#### [BRIEF]
Word for word, the records below are to be set down again.

#### [DATA SUPPLIED]

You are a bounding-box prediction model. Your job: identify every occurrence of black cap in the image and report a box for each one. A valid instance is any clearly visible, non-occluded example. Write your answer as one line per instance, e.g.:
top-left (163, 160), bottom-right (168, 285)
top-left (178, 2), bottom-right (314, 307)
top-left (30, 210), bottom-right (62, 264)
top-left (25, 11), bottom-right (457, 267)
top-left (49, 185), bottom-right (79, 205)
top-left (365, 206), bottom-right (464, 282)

#### [ANSWER TO THIS EXERCISE]
You are a bounding-box prediction model. Your job: identify every occurrence of black cap in the image and report a box for each one. A valid instance is any clearly visible, non-occluded example. Write your answer as one line per instance, e.g.:
top-left (163, 160), bottom-right (168, 285)
top-left (178, 2), bottom-right (314, 307)
top-left (30, 210), bottom-right (62, 264)
top-left (25, 11), bottom-right (457, 267)
top-left (49, 185), bottom-right (79, 205)
top-left (365, 206), bottom-right (464, 282)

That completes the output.